It’s the end of an era. After three complete journeys around the alphabet we finally reach the end of our A-Z series, and what a way to finish. In the first flush of early ’80s college rock bands there was Zeitgeist, a talented, locally adored, critically lauded quartet from Austin, Texas. They were part of an Austin indie subgenre called New Sincerity, supposedly named by The Skunks’ Jesse Sublett, which also included Daniel Johnston, Glass Eye, and Doctors’ Mob.

- Supplied information:

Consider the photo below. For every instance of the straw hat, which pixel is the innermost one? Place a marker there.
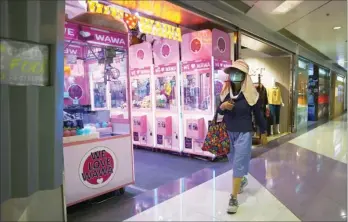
(240, 64)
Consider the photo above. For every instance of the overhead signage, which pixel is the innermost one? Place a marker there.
(147, 26)
(94, 6)
(302, 64)
(24, 63)
(152, 27)
(94, 35)
(340, 79)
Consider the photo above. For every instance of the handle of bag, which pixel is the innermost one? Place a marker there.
(216, 113)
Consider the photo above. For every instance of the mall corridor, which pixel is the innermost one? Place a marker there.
(303, 179)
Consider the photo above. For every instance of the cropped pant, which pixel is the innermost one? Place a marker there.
(240, 152)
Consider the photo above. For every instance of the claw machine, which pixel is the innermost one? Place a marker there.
(168, 128)
(142, 96)
(200, 53)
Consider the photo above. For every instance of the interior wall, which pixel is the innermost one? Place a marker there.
(41, 206)
(280, 69)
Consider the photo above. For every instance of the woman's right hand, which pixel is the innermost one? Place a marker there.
(227, 105)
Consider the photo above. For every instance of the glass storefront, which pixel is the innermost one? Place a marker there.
(324, 91)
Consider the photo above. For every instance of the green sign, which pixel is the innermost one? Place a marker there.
(23, 63)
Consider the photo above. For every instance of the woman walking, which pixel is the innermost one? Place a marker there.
(239, 99)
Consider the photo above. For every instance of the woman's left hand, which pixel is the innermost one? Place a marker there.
(264, 139)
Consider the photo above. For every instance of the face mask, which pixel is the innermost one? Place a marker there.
(237, 76)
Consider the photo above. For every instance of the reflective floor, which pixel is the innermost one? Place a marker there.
(302, 179)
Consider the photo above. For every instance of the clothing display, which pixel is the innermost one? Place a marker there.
(275, 113)
(274, 95)
(239, 119)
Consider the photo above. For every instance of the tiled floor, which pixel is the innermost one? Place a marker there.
(303, 179)
(329, 140)
(207, 202)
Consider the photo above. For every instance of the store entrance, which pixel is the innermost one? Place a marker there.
(157, 92)
(270, 70)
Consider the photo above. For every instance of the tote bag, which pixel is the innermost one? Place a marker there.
(217, 140)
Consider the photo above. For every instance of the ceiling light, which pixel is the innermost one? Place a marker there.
(286, 6)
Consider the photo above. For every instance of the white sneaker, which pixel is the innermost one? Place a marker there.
(232, 206)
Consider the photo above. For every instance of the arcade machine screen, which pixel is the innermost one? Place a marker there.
(197, 92)
(141, 93)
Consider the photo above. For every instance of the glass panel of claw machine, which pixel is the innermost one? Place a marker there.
(98, 84)
(118, 85)
(165, 86)
(141, 93)
(197, 92)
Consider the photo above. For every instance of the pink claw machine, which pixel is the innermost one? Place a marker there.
(168, 124)
(203, 53)
(98, 155)
(142, 96)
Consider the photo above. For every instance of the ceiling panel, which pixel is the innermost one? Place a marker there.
(262, 12)
(317, 30)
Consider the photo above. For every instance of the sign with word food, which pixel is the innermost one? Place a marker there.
(23, 63)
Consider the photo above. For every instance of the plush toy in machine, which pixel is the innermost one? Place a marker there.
(146, 102)
(161, 100)
(168, 89)
(124, 106)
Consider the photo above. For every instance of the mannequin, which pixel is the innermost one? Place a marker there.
(274, 102)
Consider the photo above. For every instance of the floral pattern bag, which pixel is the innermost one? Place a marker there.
(217, 140)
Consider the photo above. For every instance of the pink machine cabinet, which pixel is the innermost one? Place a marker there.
(142, 98)
(87, 83)
(203, 53)
(167, 107)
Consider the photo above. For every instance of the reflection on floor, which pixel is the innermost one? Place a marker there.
(153, 169)
(271, 138)
(292, 181)
(208, 201)
(329, 139)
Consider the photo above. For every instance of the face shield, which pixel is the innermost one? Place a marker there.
(237, 76)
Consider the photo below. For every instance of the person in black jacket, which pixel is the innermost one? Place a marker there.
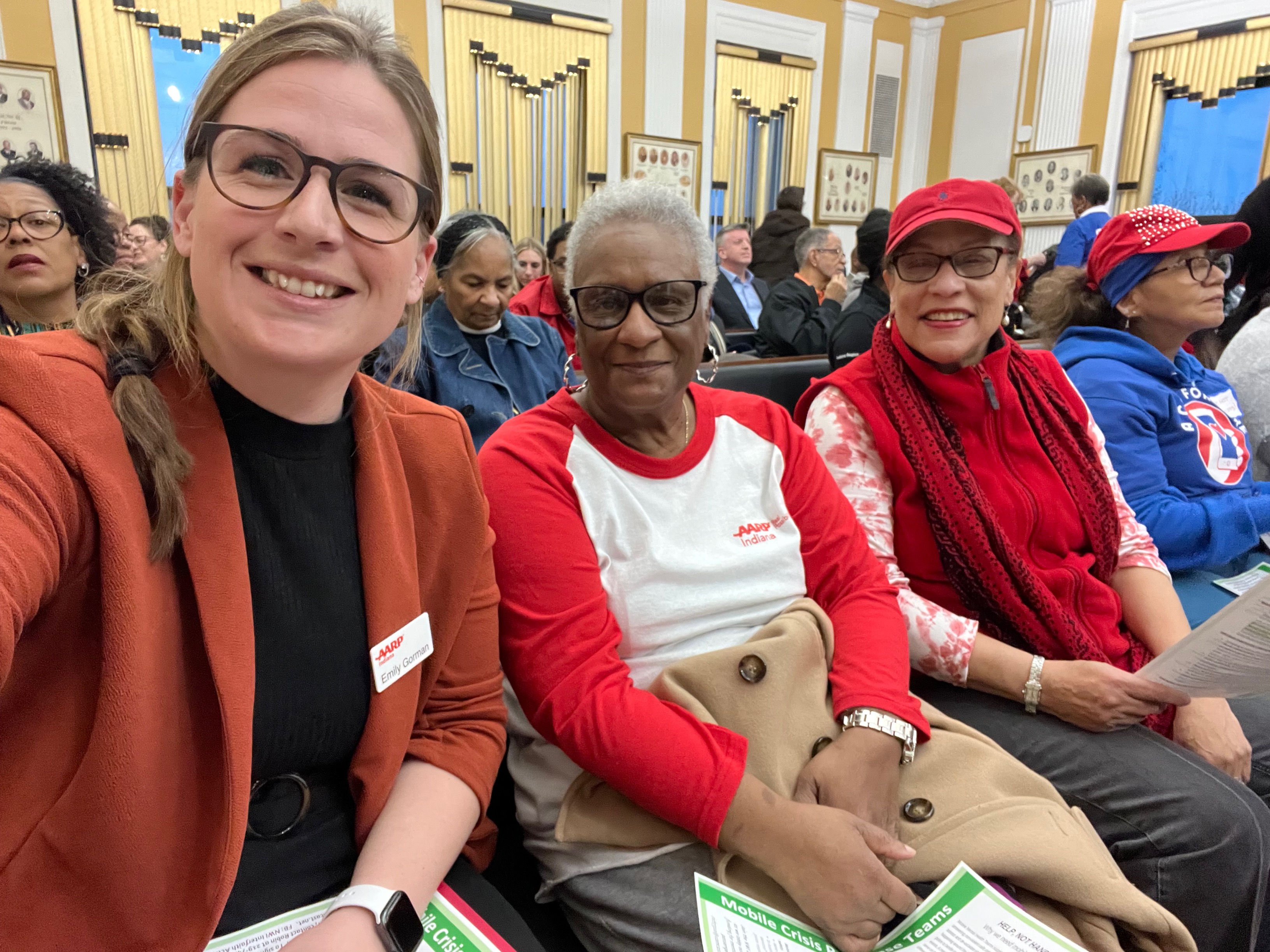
(774, 242)
(853, 334)
(803, 309)
(740, 296)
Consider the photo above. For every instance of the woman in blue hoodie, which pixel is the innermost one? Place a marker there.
(1174, 429)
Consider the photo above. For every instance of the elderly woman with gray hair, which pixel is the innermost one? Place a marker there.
(477, 356)
(682, 520)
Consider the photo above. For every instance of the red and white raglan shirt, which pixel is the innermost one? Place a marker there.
(612, 565)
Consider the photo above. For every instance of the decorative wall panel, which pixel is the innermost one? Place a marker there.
(528, 115)
(763, 129)
(121, 91)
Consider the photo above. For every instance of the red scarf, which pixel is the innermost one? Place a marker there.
(991, 576)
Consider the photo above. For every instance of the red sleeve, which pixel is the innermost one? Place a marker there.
(870, 641)
(559, 643)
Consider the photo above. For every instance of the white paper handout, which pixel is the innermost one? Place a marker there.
(449, 926)
(965, 913)
(1226, 657)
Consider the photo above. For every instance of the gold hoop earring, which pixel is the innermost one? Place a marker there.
(714, 367)
(564, 374)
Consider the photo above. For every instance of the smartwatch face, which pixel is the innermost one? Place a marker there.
(403, 923)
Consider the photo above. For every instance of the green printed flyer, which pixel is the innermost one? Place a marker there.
(449, 926)
(965, 913)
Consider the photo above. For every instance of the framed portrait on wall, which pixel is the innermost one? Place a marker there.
(1047, 179)
(845, 187)
(675, 163)
(31, 114)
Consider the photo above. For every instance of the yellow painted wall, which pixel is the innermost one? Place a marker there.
(28, 33)
(28, 37)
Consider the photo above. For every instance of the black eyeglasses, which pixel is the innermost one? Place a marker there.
(39, 225)
(668, 303)
(916, 267)
(262, 171)
(1201, 267)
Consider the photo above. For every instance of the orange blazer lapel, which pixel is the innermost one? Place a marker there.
(216, 554)
(390, 582)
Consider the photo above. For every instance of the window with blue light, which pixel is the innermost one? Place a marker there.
(1211, 159)
(178, 77)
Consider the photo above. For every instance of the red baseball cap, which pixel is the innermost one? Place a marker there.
(1155, 229)
(983, 203)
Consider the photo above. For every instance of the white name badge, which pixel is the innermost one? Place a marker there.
(400, 652)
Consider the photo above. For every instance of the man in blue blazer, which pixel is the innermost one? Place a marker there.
(740, 296)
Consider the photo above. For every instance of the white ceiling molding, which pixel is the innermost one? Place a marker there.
(609, 10)
(663, 69)
(858, 23)
(70, 82)
(781, 32)
(1154, 18)
(924, 60)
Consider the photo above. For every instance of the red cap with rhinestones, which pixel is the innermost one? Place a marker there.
(982, 203)
(1158, 229)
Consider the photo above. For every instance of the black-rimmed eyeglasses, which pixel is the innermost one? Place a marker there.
(41, 225)
(916, 267)
(1201, 267)
(668, 303)
(262, 171)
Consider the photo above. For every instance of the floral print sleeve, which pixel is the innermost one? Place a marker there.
(939, 640)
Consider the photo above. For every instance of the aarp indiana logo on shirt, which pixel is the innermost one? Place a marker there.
(1222, 445)
(755, 532)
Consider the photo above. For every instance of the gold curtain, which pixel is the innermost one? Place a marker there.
(770, 103)
(121, 88)
(526, 117)
(1182, 65)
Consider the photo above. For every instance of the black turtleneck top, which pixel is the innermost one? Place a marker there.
(313, 672)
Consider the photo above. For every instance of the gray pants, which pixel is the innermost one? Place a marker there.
(1184, 833)
(638, 908)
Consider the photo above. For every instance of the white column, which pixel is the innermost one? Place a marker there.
(70, 82)
(1067, 59)
(663, 69)
(858, 22)
(924, 60)
(380, 8)
(1062, 94)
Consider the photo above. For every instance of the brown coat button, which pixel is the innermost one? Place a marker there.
(752, 668)
(919, 810)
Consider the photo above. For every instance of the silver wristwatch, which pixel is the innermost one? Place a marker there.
(1032, 690)
(887, 724)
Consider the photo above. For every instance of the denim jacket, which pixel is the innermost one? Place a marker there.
(526, 367)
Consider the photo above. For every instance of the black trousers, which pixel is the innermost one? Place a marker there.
(488, 903)
(1183, 832)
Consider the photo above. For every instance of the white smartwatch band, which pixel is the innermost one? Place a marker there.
(372, 898)
(1032, 690)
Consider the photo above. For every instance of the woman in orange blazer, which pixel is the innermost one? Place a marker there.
(248, 615)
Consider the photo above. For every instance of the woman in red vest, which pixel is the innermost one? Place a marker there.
(1025, 581)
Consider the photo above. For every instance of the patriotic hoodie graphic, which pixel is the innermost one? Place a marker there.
(1175, 434)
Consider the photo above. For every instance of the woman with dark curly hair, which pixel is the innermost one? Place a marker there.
(55, 233)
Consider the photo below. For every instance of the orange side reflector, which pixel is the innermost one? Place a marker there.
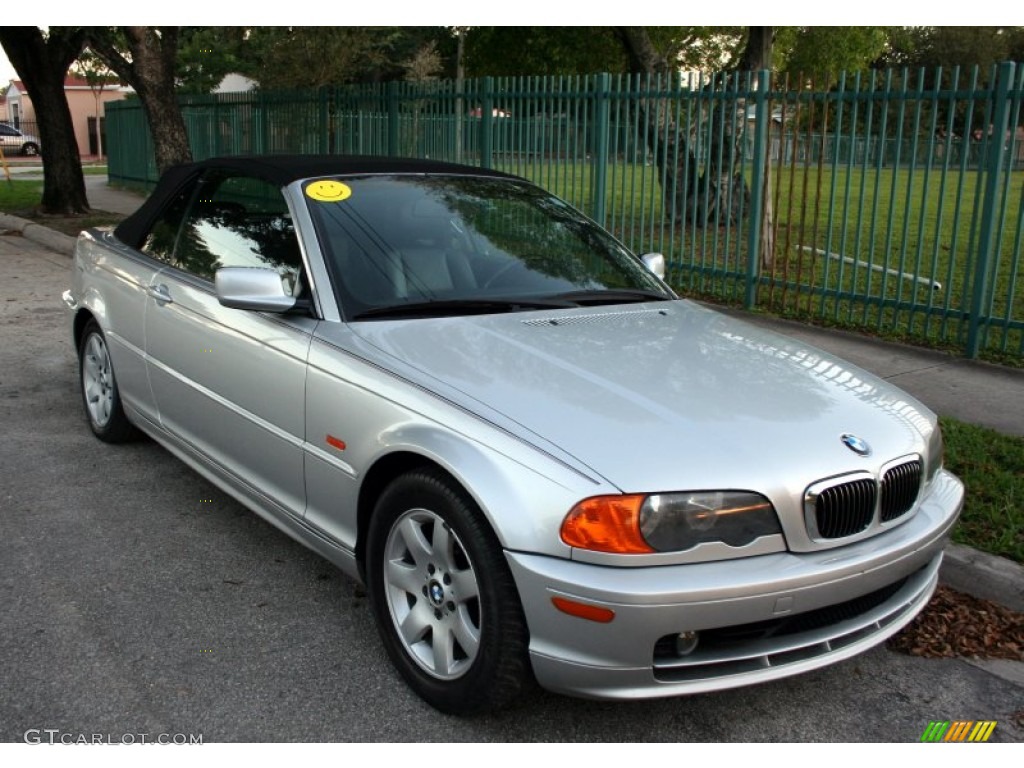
(583, 610)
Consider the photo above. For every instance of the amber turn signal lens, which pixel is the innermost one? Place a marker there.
(583, 610)
(606, 523)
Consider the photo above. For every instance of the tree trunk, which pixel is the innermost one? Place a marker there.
(757, 55)
(42, 64)
(673, 157)
(151, 73)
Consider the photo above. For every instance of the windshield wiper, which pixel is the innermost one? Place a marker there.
(440, 308)
(612, 296)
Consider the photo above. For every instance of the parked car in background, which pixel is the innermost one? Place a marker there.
(541, 461)
(14, 141)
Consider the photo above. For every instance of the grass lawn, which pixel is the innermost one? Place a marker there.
(991, 466)
(924, 224)
(18, 197)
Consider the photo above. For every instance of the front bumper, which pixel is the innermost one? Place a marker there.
(833, 604)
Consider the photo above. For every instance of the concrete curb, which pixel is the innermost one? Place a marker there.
(54, 241)
(964, 568)
(984, 576)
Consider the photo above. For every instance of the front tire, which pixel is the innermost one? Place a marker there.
(443, 598)
(99, 389)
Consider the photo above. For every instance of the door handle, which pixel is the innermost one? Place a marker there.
(160, 293)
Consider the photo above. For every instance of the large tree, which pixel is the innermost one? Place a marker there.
(42, 60)
(287, 57)
(145, 57)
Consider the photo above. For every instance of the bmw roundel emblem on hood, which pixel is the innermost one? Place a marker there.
(856, 444)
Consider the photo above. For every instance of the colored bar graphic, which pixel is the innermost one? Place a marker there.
(958, 730)
(982, 731)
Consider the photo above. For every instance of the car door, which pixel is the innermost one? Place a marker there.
(229, 383)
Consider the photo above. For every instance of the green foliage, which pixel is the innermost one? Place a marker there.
(19, 196)
(954, 46)
(543, 50)
(815, 51)
(293, 57)
(206, 54)
(584, 50)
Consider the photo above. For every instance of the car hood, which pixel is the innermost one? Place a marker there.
(660, 396)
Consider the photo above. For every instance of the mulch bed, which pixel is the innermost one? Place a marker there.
(957, 625)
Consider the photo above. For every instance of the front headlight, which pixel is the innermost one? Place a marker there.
(672, 522)
(669, 522)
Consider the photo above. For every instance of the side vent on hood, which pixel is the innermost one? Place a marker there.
(573, 320)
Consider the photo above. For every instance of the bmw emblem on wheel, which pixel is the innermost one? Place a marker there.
(856, 444)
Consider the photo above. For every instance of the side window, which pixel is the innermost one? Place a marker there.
(239, 221)
(160, 242)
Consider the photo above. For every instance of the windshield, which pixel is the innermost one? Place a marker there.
(398, 245)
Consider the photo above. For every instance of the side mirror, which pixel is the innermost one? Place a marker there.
(252, 288)
(655, 263)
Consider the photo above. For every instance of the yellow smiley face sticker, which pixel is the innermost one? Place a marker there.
(328, 190)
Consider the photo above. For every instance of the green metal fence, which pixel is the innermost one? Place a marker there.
(890, 201)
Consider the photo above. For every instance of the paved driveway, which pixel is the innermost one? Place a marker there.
(140, 600)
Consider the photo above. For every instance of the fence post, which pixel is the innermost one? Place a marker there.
(486, 123)
(392, 119)
(324, 115)
(758, 192)
(989, 207)
(599, 161)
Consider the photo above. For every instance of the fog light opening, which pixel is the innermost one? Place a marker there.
(686, 642)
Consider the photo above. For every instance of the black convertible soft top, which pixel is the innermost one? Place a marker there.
(280, 170)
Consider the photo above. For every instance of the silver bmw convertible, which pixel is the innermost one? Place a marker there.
(544, 465)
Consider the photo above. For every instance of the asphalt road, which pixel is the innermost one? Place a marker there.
(138, 599)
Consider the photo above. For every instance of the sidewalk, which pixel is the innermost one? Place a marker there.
(968, 390)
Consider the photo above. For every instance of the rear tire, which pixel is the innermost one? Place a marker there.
(443, 597)
(99, 389)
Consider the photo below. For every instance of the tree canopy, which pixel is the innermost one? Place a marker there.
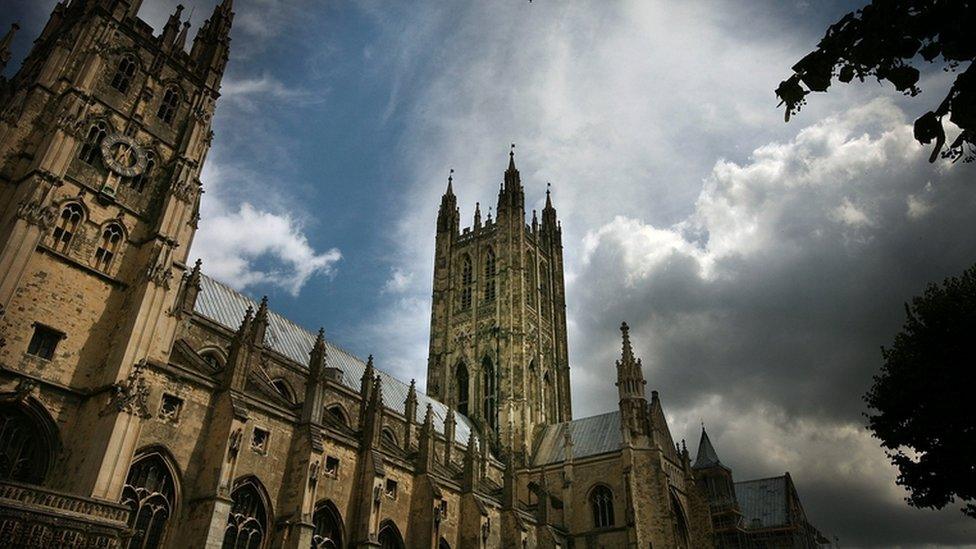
(921, 406)
(886, 40)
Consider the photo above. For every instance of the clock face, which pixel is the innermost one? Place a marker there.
(122, 155)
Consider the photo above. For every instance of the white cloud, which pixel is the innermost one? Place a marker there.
(243, 245)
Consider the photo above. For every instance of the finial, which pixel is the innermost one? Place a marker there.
(628, 351)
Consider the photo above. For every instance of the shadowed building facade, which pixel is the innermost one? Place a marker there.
(145, 404)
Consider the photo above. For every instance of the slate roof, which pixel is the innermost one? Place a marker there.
(763, 502)
(226, 306)
(706, 456)
(591, 436)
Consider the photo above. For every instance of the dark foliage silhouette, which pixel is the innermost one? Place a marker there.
(885, 40)
(920, 405)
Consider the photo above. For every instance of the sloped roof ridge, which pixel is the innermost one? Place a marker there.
(225, 306)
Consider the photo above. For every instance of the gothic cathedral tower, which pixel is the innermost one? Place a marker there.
(498, 349)
(103, 132)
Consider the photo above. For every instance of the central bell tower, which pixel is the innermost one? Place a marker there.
(498, 349)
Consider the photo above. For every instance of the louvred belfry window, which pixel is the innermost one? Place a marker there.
(91, 147)
(247, 521)
(67, 227)
(108, 246)
(169, 105)
(149, 494)
(490, 272)
(124, 72)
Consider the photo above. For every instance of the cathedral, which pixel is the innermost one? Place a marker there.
(144, 404)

- To be done:
(a) Answer the following from the Zeitgeist passage, one answer per line:
(i) How many complete journeys around the alphabet has the series made by its end?
(ii) What city and state was Zeitgeist from?
(iii) Who supposedly gave the New Sincerity subgenre its name?
(b) Reproduce the Zeitgeist passage word for word, starting with "It’s the end" and going on through "and Doctors’ Mob.".
(c) Pick up the Zeitgeist passage after its final sentence and continue writing it.

- Outputs for the tasks:
(a)
(i) Three
(ii) Austin, Texas
(iii) Jesse Sublett of The Skunks

(b)
It’s the end of an era. After three complete journeys around the alphabet we finally reach the end of our A-Z series, and what a way to finish. In the first flush of early ’80s college rock bands there was Zeitgeist, a talented, locally adored, critically lauded quartet from Austin, Texas. They were part of an Austin indie subgenre called New Sincerity, supposedly named by The Skunks’ Jesse Sublett, which also included Daniel Johnston, Glass Eye, and Doctors’ Mob.

(c)
Zeitgeist’s 1984 debut album ‘Translate Slowly,’ released on Atlanta indie label DB Records, holds up extremely well after all these years. It is full of REM-like melodies and jangly Peter Buck-style guitar, a powerhouse rhythm section, and gritty, vulnerable songwriting. The contrasting male-female harmonies and call-and-response vocal lines from singer, main songwriter, and guitarist John Croslin and vocalist/guitarist Kim Longacre, are remarkably lovely, particularly on songs like ‘Cowboys’ and ‘End of the Day.’ They’re also consistently in tune, unlike many other male-female lead harmonies in Americana bands. Longacre’s and bassist/violinist Cindy Toth’s vocals also blend seamlessly. It’s easy to see why Zeitgeist were considered one of Texas’s best bands, winning an Austin Music Award in 1985. Ryan Adams later cited the band as a major influence.
Before releasing their second album, their major label debut ‘Saturday’ on Capitol Records, Zeitgeist were forced to change their name due to an obscure chamber group with the same name. So Zeitgeist suddenly became The Reivers, a moniker taken from a William Faulkner novel. There is a certain outlaw spirit to the name, as “reiver” is an old term for a thief or raider.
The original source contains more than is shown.